**Task objective**
Transcribe every line of the material below without change, apart from dropping the pictures.

**Data records**
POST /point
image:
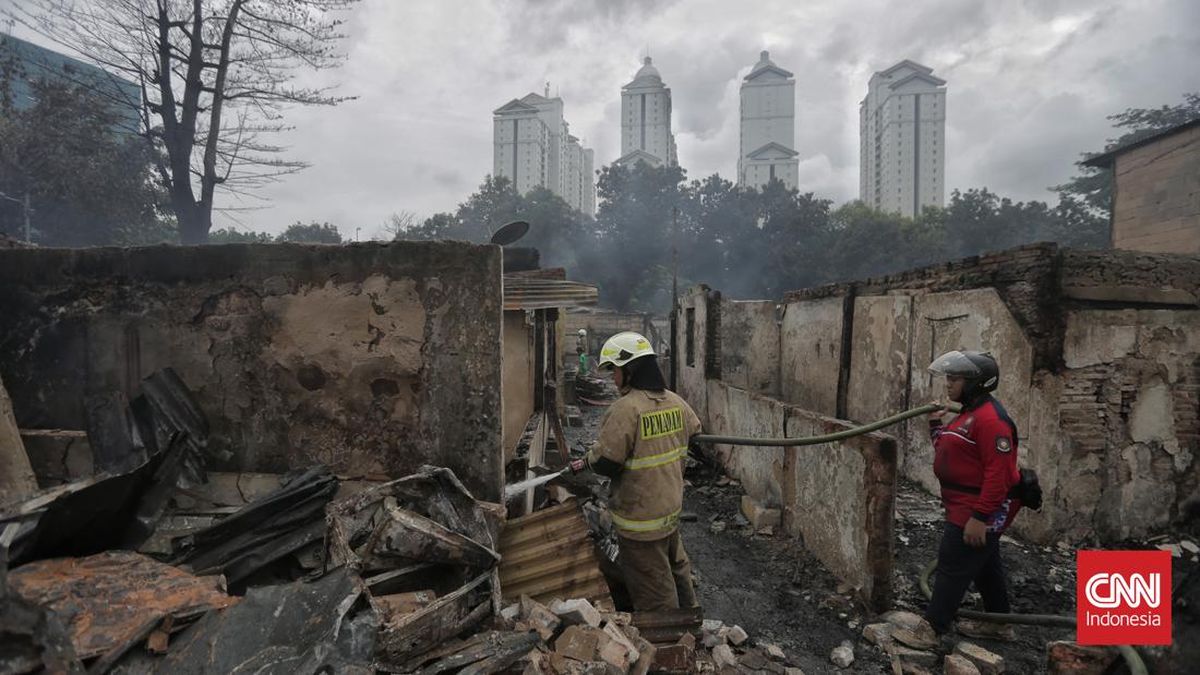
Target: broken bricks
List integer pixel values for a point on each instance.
(576, 611)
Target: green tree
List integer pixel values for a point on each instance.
(231, 236)
(438, 226)
(634, 230)
(88, 183)
(215, 77)
(312, 233)
(493, 205)
(1093, 187)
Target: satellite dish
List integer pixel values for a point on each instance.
(510, 232)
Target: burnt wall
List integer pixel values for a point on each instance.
(373, 358)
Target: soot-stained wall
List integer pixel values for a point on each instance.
(372, 358)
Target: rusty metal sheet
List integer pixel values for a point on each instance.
(529, 293)
(107, 597)
(550, 554)
(429, 517)
(321, 626)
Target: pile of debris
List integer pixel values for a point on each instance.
(156, 565)
(913, 647)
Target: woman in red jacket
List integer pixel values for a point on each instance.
(975, 460)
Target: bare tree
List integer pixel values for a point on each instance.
(215, 77)
(400, 222)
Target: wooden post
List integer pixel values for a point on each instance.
(17, 477)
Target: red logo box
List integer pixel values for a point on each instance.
(1123, 597)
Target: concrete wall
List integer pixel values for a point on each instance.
(517, 376)
(810, 353)
(371, 358)
(879, 360)
(839, 497)
(693, 381)
(1156, 204)
(1099, 369)
(750, 345)
(1128, 410)
(963, 320)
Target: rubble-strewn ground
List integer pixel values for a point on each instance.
(778, 592)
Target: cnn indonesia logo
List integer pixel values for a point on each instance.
(1123, 598)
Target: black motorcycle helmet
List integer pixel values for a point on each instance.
(979, 371)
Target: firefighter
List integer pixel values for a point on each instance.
(975, 460)
(581, 351)
(642, 446)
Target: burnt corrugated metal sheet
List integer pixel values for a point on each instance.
(527, 293)
(549, 554)
(107, 597)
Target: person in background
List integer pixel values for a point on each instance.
(581, 350)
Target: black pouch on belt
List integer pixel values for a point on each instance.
(1027, 489)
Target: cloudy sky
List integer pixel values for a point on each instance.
(1029, 87)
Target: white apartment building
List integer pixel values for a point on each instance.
(532, 147)
(646, 119)
(903, 139)
(768, 126)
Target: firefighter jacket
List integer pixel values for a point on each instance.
(975, 460)
(646, 432)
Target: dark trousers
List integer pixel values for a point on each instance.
(657, 573)
(958, 566)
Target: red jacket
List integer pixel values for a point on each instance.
(975, 459)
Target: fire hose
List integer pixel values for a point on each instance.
(1132, 658)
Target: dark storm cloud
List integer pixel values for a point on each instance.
(1030, 87)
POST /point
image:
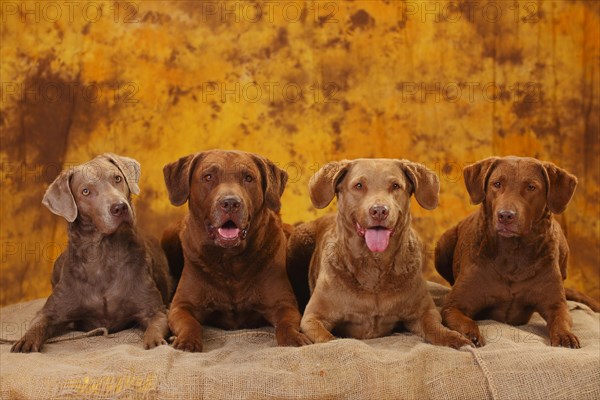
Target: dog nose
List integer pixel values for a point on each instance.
(118, 209)
(379, 212)
(506, 217)
(230, 204)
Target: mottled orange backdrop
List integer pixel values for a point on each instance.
(301, 82)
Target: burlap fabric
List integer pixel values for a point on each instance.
(517, 363)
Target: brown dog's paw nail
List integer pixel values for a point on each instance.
(567, 340)
(191, 346)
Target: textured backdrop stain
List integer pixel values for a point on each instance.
(301, 83)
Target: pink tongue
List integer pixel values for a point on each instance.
(228, 233)
(377, 239)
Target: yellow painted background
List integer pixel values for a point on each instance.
(427, 81)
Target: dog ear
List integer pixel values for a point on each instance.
(129, 167)
(425, 182)
(273, 181)
(178, 175)
(323, 185)
(59, 198)
(476, 176)
(560, 187)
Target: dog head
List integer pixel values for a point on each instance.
(226, 190)
(97, 193)
(374, 195)
(518, 191)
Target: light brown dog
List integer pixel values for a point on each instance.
(509, 259)
(110, 275)
(232, 246)
(365, 261)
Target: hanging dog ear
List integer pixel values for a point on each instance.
(560, 187)
(322, 186)
(178, 175)
(129, 167)
(476, 176)
(59, 198)
(425, 182)
(274, 180)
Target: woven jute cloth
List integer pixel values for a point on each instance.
(516, 363)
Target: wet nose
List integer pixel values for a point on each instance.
(379, 212)
(230, 204)
(506, 216)
(118, 209)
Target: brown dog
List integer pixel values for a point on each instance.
(509, 259)
(109, 276)
(365, 262)
(233, 248)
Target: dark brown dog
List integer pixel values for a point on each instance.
(365, 262)
(509, 259)
(233, 248)
(109, 276)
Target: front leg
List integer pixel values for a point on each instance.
(286, 320)
(186, 328)
(48, 321)
(455, 319)
(318, 321)
(429, 326)
(157, 328)
(559, 324)
(42, 328)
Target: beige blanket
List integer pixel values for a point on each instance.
(517, 363)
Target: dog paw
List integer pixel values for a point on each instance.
(187, 344)
(565, 339)
(295, 339)
(151, 342)
(474, 335)
(27, 344)
(456, 340)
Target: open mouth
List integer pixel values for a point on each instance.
(377, 238)
(229, 231)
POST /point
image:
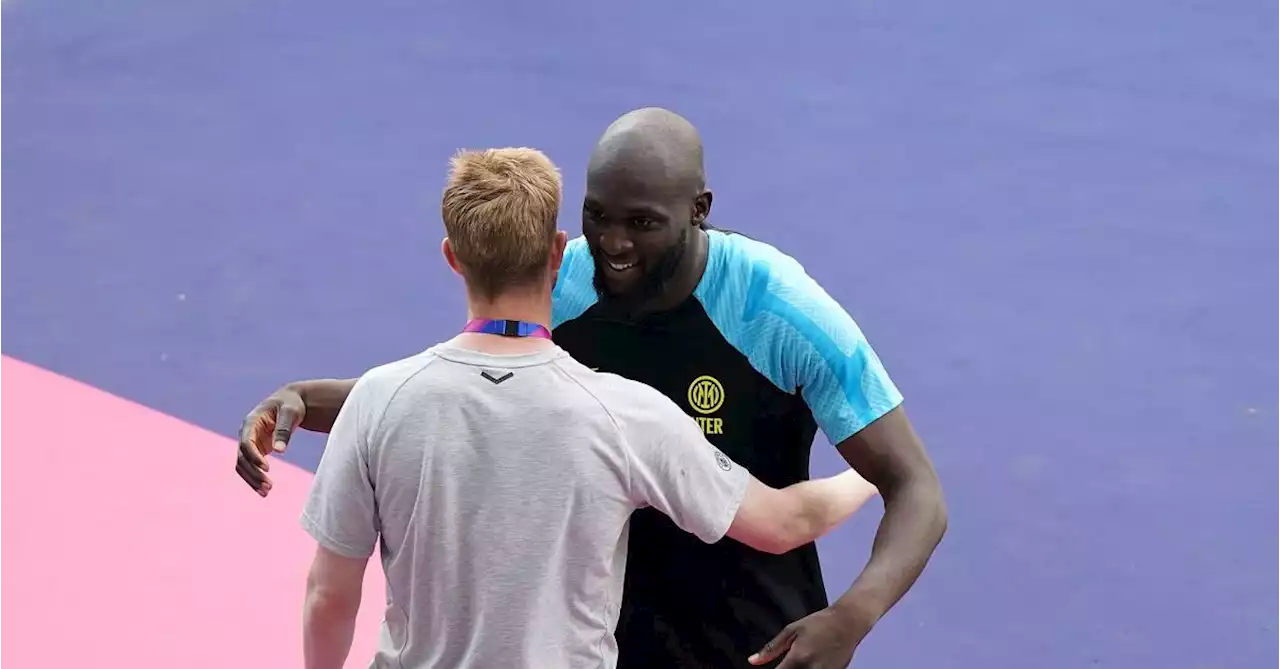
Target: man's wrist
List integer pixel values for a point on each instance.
(860, 606)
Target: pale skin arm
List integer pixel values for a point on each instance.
(780, 521)
(334, 587)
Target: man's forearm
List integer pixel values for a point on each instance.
(826, 503)
(328, 628)
(830, 502)
(915, 518)
(323, 399)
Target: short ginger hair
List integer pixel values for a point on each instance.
(499, 210)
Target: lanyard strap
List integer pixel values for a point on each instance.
(507, 328)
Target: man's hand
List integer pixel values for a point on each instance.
(266, 430)
(824, 640)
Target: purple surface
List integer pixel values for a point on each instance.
(1056, 223)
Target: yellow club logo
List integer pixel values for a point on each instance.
(705, 394)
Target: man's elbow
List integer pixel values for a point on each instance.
(924, 494)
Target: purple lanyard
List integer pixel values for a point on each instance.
(507, 328)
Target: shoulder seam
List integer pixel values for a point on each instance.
(617, 429)
(387, 406)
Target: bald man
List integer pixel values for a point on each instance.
(760, 357)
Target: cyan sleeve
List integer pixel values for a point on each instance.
(796, 334)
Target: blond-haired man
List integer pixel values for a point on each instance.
(498, 475)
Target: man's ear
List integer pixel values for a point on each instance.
(702, 207)
(558, 250)
(451, 257)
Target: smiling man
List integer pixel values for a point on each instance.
(760, 357)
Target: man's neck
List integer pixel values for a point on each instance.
(688, 276)
(535, 308)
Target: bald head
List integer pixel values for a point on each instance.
(654, 146)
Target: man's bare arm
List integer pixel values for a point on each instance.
(321, 401)
(891, 456)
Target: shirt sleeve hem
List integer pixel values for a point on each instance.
(318, 532)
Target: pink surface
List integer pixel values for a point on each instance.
(129, 541)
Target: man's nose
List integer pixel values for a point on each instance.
(615, 242)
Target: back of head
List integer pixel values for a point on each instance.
(499, 210)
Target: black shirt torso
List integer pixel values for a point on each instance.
(686, 603)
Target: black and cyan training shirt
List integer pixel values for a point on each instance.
(760, 357)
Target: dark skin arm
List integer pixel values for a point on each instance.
(311, 406)
(891, 456)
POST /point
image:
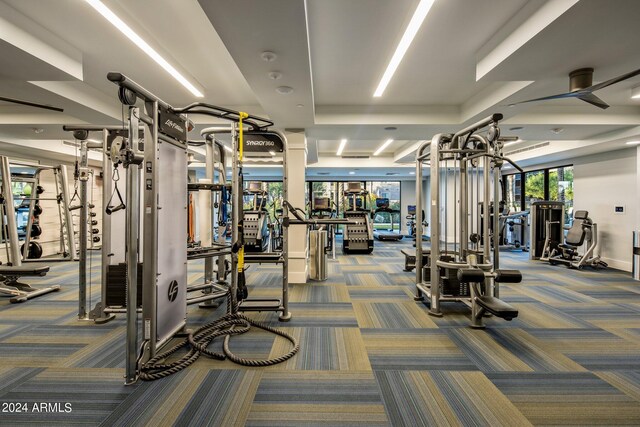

**Response to the exercise**
POST /point
image:
Target: broken bricks
List integer pixel values for a point on each instance.
(576, 611)
Target: green tree
List integer pixel values for a point on each instance.
(231, 236)
(438, 226)
(634, 230)
(88, 183)
(215, 77)
(312, 233)
(493, 205)
(1093, 187)
Target: satellite dish
List integer pixel values for a point on each instance.
(510, 232)
Target: burnt wall
List integer pixel values for a point on each instance.
(373, 358)
Target: soot-stained wall
List integer pixel values for a point on each instance.
(372, 358)
Target: rusty metal sheet
List integer pixel values for a point on each instance.
(529, 293)
(107, 597)
(550, 554)
(429, 517)
(321, 626)
Target: pile of debris
List integer pixel values for a point on each instance.
(156, 565)
(913, 647)
Target: woman in red jacket
List integer pixel values for a point on each instance.
(975, 460)
Target: bare tree
List integer pixel values for a point on each instance.
(215, 77)
(400, 222)
Target: wooden post
List integer pixel values for a point on each instance.
(17, 477)
Target: red logo box
List integer pixel values for a point on each instance.
(1123, 597)
Target: concrete wall
List integer pixel values for a point on each instance.
(517, 376)
(810, 353)
(371, 358)
(879, 360)
(839, 497)
(693, 381)
(1156, 204)
(1099, 369)
(750, 345)
(1128, 410)
(963, 320)
Target: rubble-strewn ground
List integer pixel values for a point on each instance.
(778, 592)
Target: cnn indonesia logo
List integer pixel values for a point on each instance.
(1123, 598)
Target: black motorcycle helmet
List integer pixel values for a point on each instance.
(979, 371)
Target: firefighter
List integer pixel values for a point on each instance.
(975, 460)
(581, 351)
(642, 446)
Target: burnt corrugated metal sheet
List integer pixel values for a point on each instance.
(527, 293)
(549, 554)
(107, 597)
Target: person in background
List integer pixel values for a point on each instance.
(581, 350)
Target: black pouch on belt
List integer pixel values for a point on each instance.
(1027, 489)
Target: cloudy sky
List integer pixel values for a point on each instance.
(1029, 87)
Target: white apartment building
List integer pixel values for a point on each instance.
(532, 147)
(646, 119)
(903, 139)
(768, 126)
Target: firefighter jacket
List integer pixel values for a point on each instance.
(975, 460)
(646, 432)
Target: dark trousers
List integer pixel values for a point on each instance.
(657, 573)
(958, 566)
Target: red jacket
List integer pixel values for a point on each instance.
(975, 459)
Target: fire hose
List integer pixel values for a point on each instance.
(1132, 658)
Target: dark storm cloud
List integer pixel values for a point on each instance.
(1030, 87)
POST /point
image:
Target: dog nose
List integer pixel values for a point on each instance.
(118, 209)
(379, 212)
(506, 217)
(230, 204)
Target: mottled orange backdrop
List integer pixel values for a point on each instance.
(301, 82)
Target: burlap fabric
List integer pixel values for a point on each instance.
(517, 363)
Target: brown dog's paw nail
List integer pixel values for a point on each instance.
(567, 340)
(191, 346)
Target: textured backdrop stain
List integer pixel values for a point on each instance.
(301, 83)
Target: pink tongue
List integer pixel values for a point on each instance.
(228, 233)
(377, 239)
Target: yellow painted background
List integer pixel values for a point on each instance.
(427, 81)
Target: dog ear
List integer pixel values for a point on each instance.
(129, 167)
(425, 182)
(273, 181)
(178, 175)
(323, 185)
(59, 198)
(476, 176)
(560, 187)
Target: dog head
List integer pixel values for a point on each instance.
(226, 190)
(97, 193)
(374, 195)
(518, 191)
Target: light brown dog
List integer pixel values for a point on each instance.
(509, 259)
(110, 275)
(232, 246)
(365, 261)
Target: hanging dog ear
List integer pixel values for a point on each instance.
(560, 187)
(322, 186)
(178, 175)
(129, 167)
(476, 176)
(59, 198)
(425, 182)
(274, 180)
Target: woven jute cloth
List integer pixel values for a point on each instance.
(516, 363)
Target: wet nose
List integer pixel values for a point on each instance.
(379, 212)
(230, 204)
(506, 216)
(118, 209)
Target: brown dog
List integer pixel values for a point on each instance.
(509, 259)
(109, 276)
(365, 262)
(233, 248)
Target: dark brown dog
List integer pixel values for a point on each instance.
(365, 262)
(509, 259)
(233, 248)
(109, 276)
Target: front leg
List integer pixel values for a point on each instance.
(286, 320)
(186, 328)
(48, 321)
(455, 319)
(318, 321)
(429, 326)
(157, 328)
(559, 324)
(42, 328)
Target: beige blanket
List integer pixel values for a point on each instance.
(517, 363)
Target: dog paw
List integer pixel values for a point on each instance.
(187, 344)
(565, 339)
(295, 339)
(151, 342)
(474, 335)
(27, 344)
(456, 340)
Target: open mouth
List integer pixel values for a point on each instance.
(377, 238)
(229, 231)
POST /point
image:
Target: man's wrist
List integer pixel values for a point on each instance.
(860, 606)
Target: pale skin arm
List integer pixel values for a point on each instance.
(780, 521)
(334, 587)
Target: man's forearm
List integer pixel values for a point on each instance.
(826, 503)
(328, 628)
(830, 502)
(915, 518)
(323, 399)
Target: short ginger hair
List integer pixel values for a point on each instance.
(499, 210)
Target: lanyard strap
List integer pixel values for a point on each instance.
(507, 328)
Target: man's hand
List integer pixel values for a point on each instance.
(266, 430)
(824, 640)
Target: purple surface
List integer pixel values for a point on each instance.
(1056, 223)
Target: yellow club logo
List integer pixel values for a point on each instance.
(705, 394)
Target: man's elbow
List integer pixel values for a point on each instance.
(924, 494)
Target: purple lanyard
List integer pixel values for a point on each instance.
(507, 328)
Target: shoulder seam
List integer pixel values for a point on each instance.
(617, 429)
(387, 406)
Target: bald man
List integer pixel values for a point on each instance.
(760, 357)
Target: cyan sleeve
List integer pixel values for a point on each instance.
(796, 334)
Target: blond-haired man
List integer pixel values for a point on each instance.
(498, 475)
Target: man's ear
List integer pixel values for a point on each instance.
(702, 207)
(558, 250)
(451, 257)
Target: smiling man
List integer pixel values for a point on each instance.
(760, 357)
Target: man's neck
List integer pixel values for a point on each instance.
(688, 276)
(535, 308)
Target: bald head
List integer pixel values for a point on each instance.
(654, 146)
Target: man's bare arm
List integer pixel values for a point on each instance.
(321, 401)
(891, 456)
Target: shirt sleeve hem
List integer pixel values for a point on each instance.
(318, 532)
Target: pink surface
List integer pixel values for a point on each instance.
(129, 541)
Target: man's nose
List integer pixel values for a point on each instance.
(615, 242)
Target: back of head
List integer pixel values for a point on each instance.
(499, 210)
Target: black shirt torso
List integer pixel values for a point on each instance.
(686, 603)
Target: black and cyan training shirt
List integer pixel values for a point on each instance.
(760, 357)
Target: dark skin arm
List integer pixel values for a point on each instance.
(311, 406)
(891, 456)
POST /point
image:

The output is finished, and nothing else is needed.